Stored entries

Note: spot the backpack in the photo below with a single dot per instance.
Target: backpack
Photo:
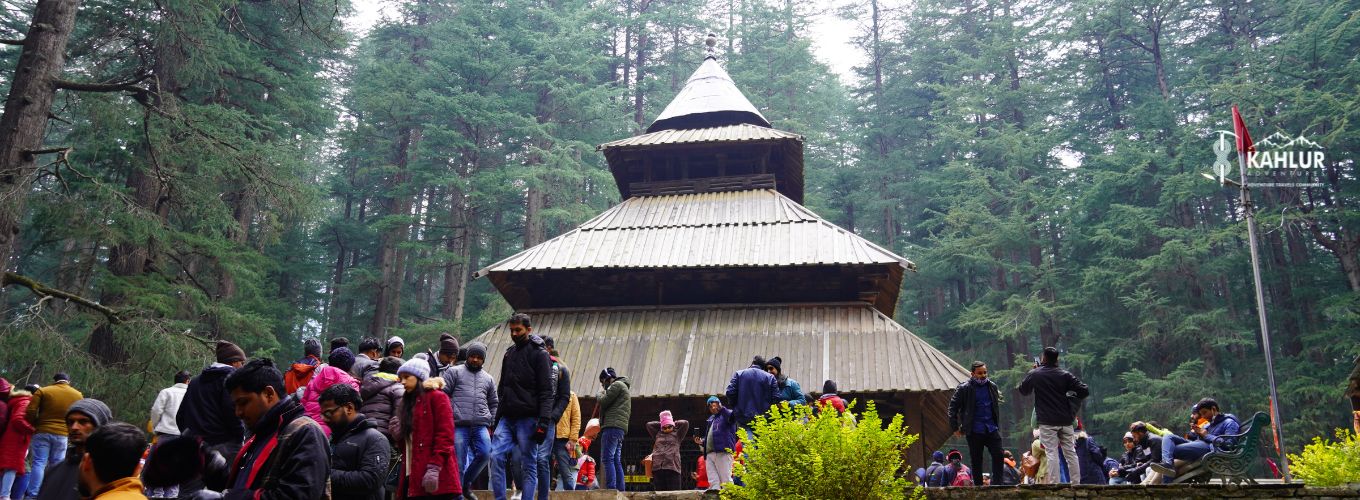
(962, 477)
(935, 476)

(DESCRIPTION OF THE TASK) Word for word, quote the lines above. Omit the pictures.

(EXPECTED OUTPUT)
Note: spot the backpack in the photo below with a single dot per instance.
Target: backpack
Photo:
(962, 477)
(935, 476)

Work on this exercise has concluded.